Referring expression data
::::::::

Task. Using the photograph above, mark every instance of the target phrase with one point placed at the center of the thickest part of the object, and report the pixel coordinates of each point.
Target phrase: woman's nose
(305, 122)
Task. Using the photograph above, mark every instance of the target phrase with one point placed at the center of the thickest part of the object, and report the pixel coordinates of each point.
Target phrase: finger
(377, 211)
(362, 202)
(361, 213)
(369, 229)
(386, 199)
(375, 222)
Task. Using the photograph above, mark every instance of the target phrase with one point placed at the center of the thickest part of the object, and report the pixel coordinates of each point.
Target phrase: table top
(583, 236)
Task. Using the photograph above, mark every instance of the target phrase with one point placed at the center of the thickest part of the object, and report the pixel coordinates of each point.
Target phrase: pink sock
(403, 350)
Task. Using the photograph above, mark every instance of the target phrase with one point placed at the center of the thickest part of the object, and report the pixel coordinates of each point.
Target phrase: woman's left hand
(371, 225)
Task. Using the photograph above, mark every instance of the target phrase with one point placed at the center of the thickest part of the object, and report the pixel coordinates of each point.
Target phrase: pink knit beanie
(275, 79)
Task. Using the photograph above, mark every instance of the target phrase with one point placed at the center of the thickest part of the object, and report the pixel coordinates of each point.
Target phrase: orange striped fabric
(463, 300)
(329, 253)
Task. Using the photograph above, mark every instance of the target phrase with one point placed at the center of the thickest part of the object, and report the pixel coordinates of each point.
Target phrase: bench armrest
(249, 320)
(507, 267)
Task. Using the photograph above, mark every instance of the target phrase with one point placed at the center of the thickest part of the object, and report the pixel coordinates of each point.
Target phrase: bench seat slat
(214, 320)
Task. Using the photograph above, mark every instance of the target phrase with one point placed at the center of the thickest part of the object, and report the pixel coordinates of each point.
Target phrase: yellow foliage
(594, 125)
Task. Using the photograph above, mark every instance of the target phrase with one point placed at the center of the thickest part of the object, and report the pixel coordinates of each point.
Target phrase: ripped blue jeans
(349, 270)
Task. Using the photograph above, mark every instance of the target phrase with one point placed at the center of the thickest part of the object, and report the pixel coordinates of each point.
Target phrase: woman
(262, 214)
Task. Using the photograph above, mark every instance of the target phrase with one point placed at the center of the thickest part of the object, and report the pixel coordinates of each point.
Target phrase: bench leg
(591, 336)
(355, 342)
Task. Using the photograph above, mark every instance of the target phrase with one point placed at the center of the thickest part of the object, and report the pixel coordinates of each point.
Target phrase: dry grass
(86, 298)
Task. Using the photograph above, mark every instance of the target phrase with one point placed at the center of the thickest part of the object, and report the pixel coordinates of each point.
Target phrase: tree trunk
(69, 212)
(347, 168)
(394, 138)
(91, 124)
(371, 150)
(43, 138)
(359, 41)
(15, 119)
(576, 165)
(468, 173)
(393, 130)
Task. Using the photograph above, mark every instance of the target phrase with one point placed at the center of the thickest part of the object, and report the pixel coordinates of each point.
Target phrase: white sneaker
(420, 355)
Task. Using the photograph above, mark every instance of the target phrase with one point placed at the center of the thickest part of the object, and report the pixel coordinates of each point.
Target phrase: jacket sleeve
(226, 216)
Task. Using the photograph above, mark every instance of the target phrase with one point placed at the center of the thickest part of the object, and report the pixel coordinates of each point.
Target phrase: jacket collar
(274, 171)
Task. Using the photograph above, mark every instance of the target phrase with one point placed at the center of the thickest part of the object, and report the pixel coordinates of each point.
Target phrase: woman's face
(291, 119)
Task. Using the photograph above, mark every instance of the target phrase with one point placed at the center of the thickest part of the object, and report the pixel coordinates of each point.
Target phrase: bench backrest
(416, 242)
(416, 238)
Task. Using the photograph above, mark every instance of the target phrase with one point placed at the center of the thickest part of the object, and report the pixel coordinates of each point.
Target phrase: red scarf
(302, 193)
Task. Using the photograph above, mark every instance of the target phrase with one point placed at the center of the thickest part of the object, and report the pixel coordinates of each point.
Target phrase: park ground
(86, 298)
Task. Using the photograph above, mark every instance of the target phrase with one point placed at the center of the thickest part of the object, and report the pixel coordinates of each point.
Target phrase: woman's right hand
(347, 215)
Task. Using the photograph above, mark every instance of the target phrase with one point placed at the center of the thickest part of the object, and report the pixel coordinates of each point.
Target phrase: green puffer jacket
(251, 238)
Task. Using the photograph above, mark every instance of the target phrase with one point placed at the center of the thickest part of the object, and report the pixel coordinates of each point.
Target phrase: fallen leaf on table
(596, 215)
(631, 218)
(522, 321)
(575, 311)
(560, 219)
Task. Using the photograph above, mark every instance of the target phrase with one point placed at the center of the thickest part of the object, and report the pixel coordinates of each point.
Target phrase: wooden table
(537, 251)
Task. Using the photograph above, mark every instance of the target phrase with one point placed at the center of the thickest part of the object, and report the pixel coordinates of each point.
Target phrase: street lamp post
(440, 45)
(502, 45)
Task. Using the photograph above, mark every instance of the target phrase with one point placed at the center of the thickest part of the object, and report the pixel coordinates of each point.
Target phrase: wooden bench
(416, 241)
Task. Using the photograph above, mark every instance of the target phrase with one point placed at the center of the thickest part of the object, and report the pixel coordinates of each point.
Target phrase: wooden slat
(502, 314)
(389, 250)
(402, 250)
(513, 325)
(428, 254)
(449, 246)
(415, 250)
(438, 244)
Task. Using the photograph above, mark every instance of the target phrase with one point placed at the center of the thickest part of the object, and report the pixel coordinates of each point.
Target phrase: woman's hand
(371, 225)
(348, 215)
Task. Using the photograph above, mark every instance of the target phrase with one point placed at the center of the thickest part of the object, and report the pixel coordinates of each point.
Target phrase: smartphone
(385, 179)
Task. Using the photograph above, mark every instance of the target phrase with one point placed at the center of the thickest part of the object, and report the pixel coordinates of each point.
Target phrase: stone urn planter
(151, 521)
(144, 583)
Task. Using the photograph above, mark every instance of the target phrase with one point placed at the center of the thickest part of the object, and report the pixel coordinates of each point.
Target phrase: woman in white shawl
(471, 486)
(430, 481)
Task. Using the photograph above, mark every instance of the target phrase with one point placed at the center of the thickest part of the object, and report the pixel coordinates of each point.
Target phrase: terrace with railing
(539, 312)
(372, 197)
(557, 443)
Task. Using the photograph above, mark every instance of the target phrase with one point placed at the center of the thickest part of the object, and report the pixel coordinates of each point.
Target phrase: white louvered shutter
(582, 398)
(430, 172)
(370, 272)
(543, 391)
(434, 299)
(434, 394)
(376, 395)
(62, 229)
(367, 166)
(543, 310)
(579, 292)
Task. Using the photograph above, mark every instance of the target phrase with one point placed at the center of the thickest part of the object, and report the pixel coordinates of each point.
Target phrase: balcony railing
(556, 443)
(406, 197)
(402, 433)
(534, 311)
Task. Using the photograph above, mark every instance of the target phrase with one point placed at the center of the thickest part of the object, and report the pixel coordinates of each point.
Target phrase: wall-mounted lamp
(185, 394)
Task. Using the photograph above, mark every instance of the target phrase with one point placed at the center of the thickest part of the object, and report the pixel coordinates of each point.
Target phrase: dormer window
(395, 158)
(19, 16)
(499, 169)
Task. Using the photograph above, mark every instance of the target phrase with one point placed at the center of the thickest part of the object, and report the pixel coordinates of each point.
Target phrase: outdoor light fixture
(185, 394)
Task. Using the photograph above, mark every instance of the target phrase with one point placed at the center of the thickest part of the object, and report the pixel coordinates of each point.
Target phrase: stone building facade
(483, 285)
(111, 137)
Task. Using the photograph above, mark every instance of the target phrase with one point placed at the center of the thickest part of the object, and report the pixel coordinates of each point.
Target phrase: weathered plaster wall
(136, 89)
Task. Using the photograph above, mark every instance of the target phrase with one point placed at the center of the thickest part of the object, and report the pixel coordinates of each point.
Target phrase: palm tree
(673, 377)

::::::::

* _EXERCISE_
Nothing may be omitted. Restate all of the entries exactly.

* _RESULT OF THIS EXERCISE_
Task. Using the photograph above, mark every instance of the target phrase with one point placed at the center of the thickest part of the object, and report the pixel coordinates of each point.
Target phrase: woman's nose
(305, 122)
Task. Using the photograph above, mark every instance of the target phrase with one point placed at the center of the thickest part of the object, and report the pixel coordinates of each point.
Target phrase: finger
(377, 211)
(362, 202)
(361, 213)
(369, 229)
(386, 199)
(375, 222)
Task. Using the photograph above, mark every instance of the target phrase with one point placed at the center of the thickest part of the object, and report the pixel coordinates of each point.
Target phrase: table top
(583, 236)
Task. Using the photograph above, mark every instance of the target phrase with one point placed at the center of the thickest part of the object, and report the pixel coordinates of each point.
Target phrase: pink sock
(403, 350)
Task. Using the photograph above, mark every instance of the target phrase with one point placed at the center of the thickest part of the object, and report the pixel coordinates of each point.
Target phrase: woman's left hand
(371, 225)
Task. Using the photograph above, mark every instance of the target phrase with one point placed at the center of the thickest part of the object, and report the pixel coordinates of each point.
Target phrase: pink knit beanie
(275, 79)
Task. Using the photograph above, mark every instance of the target phrase with one point placed at the center of the thickest part of the object, and report the pixel coordinates of each point.
Target phrase: orange striped fabric
(463, 300)
(329, 253)
Task. Using the photograph above, mark every instance of the target phrase with one point placed at the center of the thickest part of the object, and report the pixel coordinates of each point.
Target phrase: bench armrest
(249, 320)
(507, 267)
Task. Using the photograph above, mark every instance of the target phrase with one point placed at the center of the thickest part of the object, and report the pixel coordinates of each point.
Target phrase: bench seat slat
(214, 320)
Task. Using the photograph above, mark every instance of the target phrase with one point placed at the center of the thickest part of the object, and report the pixel coordinates of each point.
Target phrase: yellow foliage
(594, 125)
Task. Using the photograph above, mark every instance of the target phrase with one point placed at the center of the thickest part of the object, and report the pixel coordinates of each point.
Target phrase: ripped blue jeans
(349, 270)
Task. Using the photograph above, mark every instance of the target phrase with one point placed at the center of the thickest part of the object, and report the pixel coordinates of each point.
Target phrase: woman
(262, 214)
Task. Using the photograph above, mark every instance of the target phrase with one point placed at the center of the thickest part of the object, and report the pixel coordinates of each point.
Target phrase: bench leg
(591, 336)
(355, 342)
Task. Using the photograph above, mark every instance of the target phrase with one point placed at the center of the thickest part of the object, and report the pixel coordinates of each point.
Target phrase: dry grass
(86, 298)
Task. Using the photograph above, mark every instance of the target phrase with one point placed at the center of the thickest part of the object, and report the pixel coordinates of each point.
Target phrase: tree trunk
(69, 212)
(347, 168)
(394, 138)
(91, 124)
(371, 150)
(43, 138)
(359, 41)
(15, 119)
(576, 165)
(468, 173)
(393, 130)
Task. Using the photograph above, mark every instance of the target phrase with one point placed at the center of the thickest part of the object, and report the pixel coordinates of each point.
Target phrase: white sneaker
(420, 355)
Task. Using the photograph above, mark every instance of the target phrase with one point placed at the center of the thickest part of the object, and report the pixel coordinates of each point.
Target phrase: jacket sleeve
(226, 216)
Task. Using the photograph above, mark every instance of the target phrase with one point placed at the center of the thickest part of the object, and report the pixel coordinates of each point.
Target phrase: jacket collar
(274, 171)
Task. Using the photograph above, mark every instance of the target phrase with one point placed at the center of the thickest part of the object, and report the pixel coordinates of each point.
Target phrase: woman's face
(291, 119)
Task. Using the photograph above, mark every instance of the target phrase with one point placed at the center of the thickest part of the object, and report the pixel coordinates of each point.
Target phrase: bench backrest
(416, 242)
(416, 238)
Task. Using the photograph above, mark every instance of the target phrase with one point placed at the center of the thickest part of the object, and report the pixel coordinates of each point.
Target phrase: red scarf
(302, 193)
Task. Using the photograph above, mark every instance of the target phrase with one point placed at the center of the thickest part of the object, and report the pixel coordinates of each point.
Target phrase: park ground
(86, 298)
Task. Using the photograph above, mark every instance of the target phrase with one point placed at the center of the thickest part of the object, and report the pixel coordinates of each point.
Target phrase: woman's right hand
(347, 215)
Task. Using the photograph above, mark every instance of the target phrase with one point placed at the center of the thickest part of the object, and report the pixel coordinates of each point.
Target phrase: green puffer jacket
(251, 238)
Task. Using the photograph above, mark every instance of the target phrase with one point placed at the center of the thickest part of the object, and report the pixel coordinates of each point.
Target phrase: fallen leaf on table
(596, 215)
(631, 218)
(522, 321)
(575, 311)
(560, 219)
Task. Using the photograph above, mark every instance of the target phrase with one point placed at the center of the thickest part of the object, and report the pixel coordinates of each point.
Target phrase: wooden table
(537, 251)
Task. Using the photograph above, mark every instance of the target phrase with one point placed at the center of the thickest part of the object, and report the pixel coordinates of each point.
Target phrase: street lamp post
(440, 45)
(502, 45)
Task. Using the photograph above, mark every instance of the target phrase with one point placed at the center of the thickest part of the object, and report the pixel coordinates of each point.
Target phrase: wooden bench
(416, 241)
Task. Using the photograph above, mark every instance of the target phrase with one point placed at the center of the thickest part of the object, and report the pixel coordinates of each point.
Target phrase: wooden slat
(502, 314)
(389, 250)
(402, 250)
(513, 325)
(428, 254)
(449, 246)
(415, 250)
(438, 244)
Task. Using the photograph above, mark every instance of the target phrase with one point placed at the center of the thickest part of the object, and report the pixel coordinates of each point.
Target phrase: woman's hand
(371, 225)
(348, 215)
Task. Using the photograph above, mark every instance of the target phrase with one point placed at the center of the thickest part of the object, and report the pixel coordinates of each point.
Target phrase: smartphone
(385, 179)
Task. Using the photograph above, mark every instance of the target phrase with one point placed at the center of the thickest part of the object, and report the pixel coordinates of each point.
Target phrase: stone urn planter
(151, 521)
(144, 583)
Task. Using the photograph above, mark every instance of the target phrase with one point placed at the center of the thickest part of the object, and report the pixel coordinates of each point.
Target phrase: woman in white shawl
(471, 486)
(430, 481)
Task. Using the photograph above, mark every instance of the target phrase with one point placed at the center of the thickest part of the object, and report the pixel coordinates of each point.
Target phrase: terrace with railing
(539, 312)
(372, 197)
(557, 443)
Task. Using the photograph above, mark every instance of the target phrase with one point placed at the center of the thickest part of the object, and report the pixel coordinates of each point.
Target phrase: white louvered shutter
(582, 398)
(430, 172)
(370, 272)
(543, 391)
(434, 299)
(434, 394)
(376, 395)
(62, 229)
(367, 166)
(543, 310)
(579, 292)
Task. Using the photograph above, mark every instance of the target phrase with one point placed at the center of the thickest part of the object, and report the pixel coordinates of each point.
Target phrase: balcony railing
(556, 443)
(406, 197)
(402, 433)
(534, 311)
Task. Using the photograph above, mark every instance of the target phrase with one point placed at the center of the thickest part of the object, and report the pixel coordinates of each point.
Target phrase: wall-mounted lamp
(185, 394)
Task. Using the photograph above, mark every instance of the target phrase with one point placed at the center of the thickest part of the object, and report the pixel coordinates of each point.
Target phrase: dormer window
(395, 158)
(19, 16)
(499, 169)
Task. Using the photograph above, mark every instance of the target phrase with one point placed at the center of the thickest part of the object, and report the pixel coordinates of each point.
Target phrase: outdoor light fixture
(185, 394)
Task. Using the photograph above, mark every instance of the target phrase with one point placed at the center of the thickest part of the object, and report the pixel coordinates of each point.
Target phrase: stone building facade
(483, 285)
(111, 137)
Task. Using the photograph above, mark every instance of the target phrase with one point placed at the center of the thickest part of the object, and report the pixel coordinates of each point.
Target phrase: weathered plaster wall
(136, 89)
Task. Using the photograph above, mark every instance of the target phrase with one point placed at the center of the thickest part of the object, and report the pixel coordinates of each point.
Target phrase: palm tree
(673, 377)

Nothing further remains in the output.